WHAT NEEDS TO BE DONE:
In the account of interviewing Sir Anthony Hopkins below, how long did the interview last?

There were few if any cracks in the public façade: Hef delivered his well-travelled lines with aplomb during a sit-down interview, and there was Holly in her scanty bunny suit and heavy make-up, giving us a guided tour of the famous rooms where celebrities had attended countless lavish and louche parties over the decades; the grotto, the gardens... Not once did Holly give away hints of the real story of her life there (that would come later).

Then it was over in what seemed an unreal flash - we were heading out into the blazing California sun, leaving behind the tawdry gloom of a world yet to be fully exposed to the light.

Sir Anthony Hopkins wasn't as expected during an interview by Sunday's Mark Crysell in 2004.

Mark Crysell - Sir Anthony Hopkins, The Cowboy and the Indian (2004)

Sir Anthony Hopkins doesn't do too many one-on-one interviews, so when Sunday producer Briar McCormack and I got the chance, we jumped at it - even if it meant travelling to Salt Lake City in Utah where he was playing Burt Munro in The World's Fastest Indian.

It was 2004. We arrived in Salt Lake City early in the morning, and along with cameraman Phil Melville went straight to the movie set - a seedy motel on the wrong side of Salt Lake City’s tracks.

"Mr Hopkins will be with you presently," his assistant told us. The sun was rising, we were into it. Phil began setting up and finely tuning his lights and camera for the interview.

That was mid-morning. Sir Anthony hadn't presented by lunchtime when the sun was at its height. Phil readjusted the lights. As he did again at three o'clock and again at six when it was almost gone.

Still no sign of Sir Anthony . Darkness came. Poor Phil begged for extra lights from the movie crew and then at around eight o'clock out of the gloom, there he was.

Now you'd think that with all the Oscars, box office hits and acting acclaim that Sir Anthony would be an engaging and entertaining interview subject. Sadly, he wasn't.

His answers were short, concise, and not particularly illuminating. I tried repeating some of my questions to see if I'd get more but he just told me he'd already answered the question. We got eight minutes, a good hour shorter than an average Sunday interview, and I can assure you we used every second in our Sunday story.

Sir Anthony wasn't rude or arrogant with us, but I guess one of the world's great movie actors wasn't a great talker or was he just shy in front of the camera?

Mark Crysell sitting down for an interview with Sir Anthony Hopkins in 2004.

Later we travelled to Invercargill to film a bit more around the making of The World's Fastest Indian and there he was, watching Burt Munro's famous shed being reconstructed.

I wandered over, said "gidday". We chatted and chuckled like a couple of old mates - honestly, I couldn't shut the guy up. A Welshman, he was fascinated by the myths and origins of the All Blacks.

The next day I went out and bought a copy of Lloyd Jones' brilliant The Book of Fame about the 1905 All Blacks and gave it to a delighted and grateful Sir Anthony.

I guess you should never judge a book by its cover.

Sunday's Janet McIntyre tries a different approach when interviewing Jerry Seinfeld in 2017.

DATA:
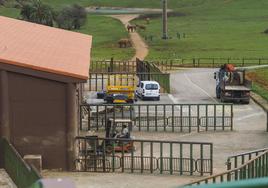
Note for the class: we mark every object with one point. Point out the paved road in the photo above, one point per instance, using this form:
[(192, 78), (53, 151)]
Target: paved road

TASK RESULT:
Eight minutes.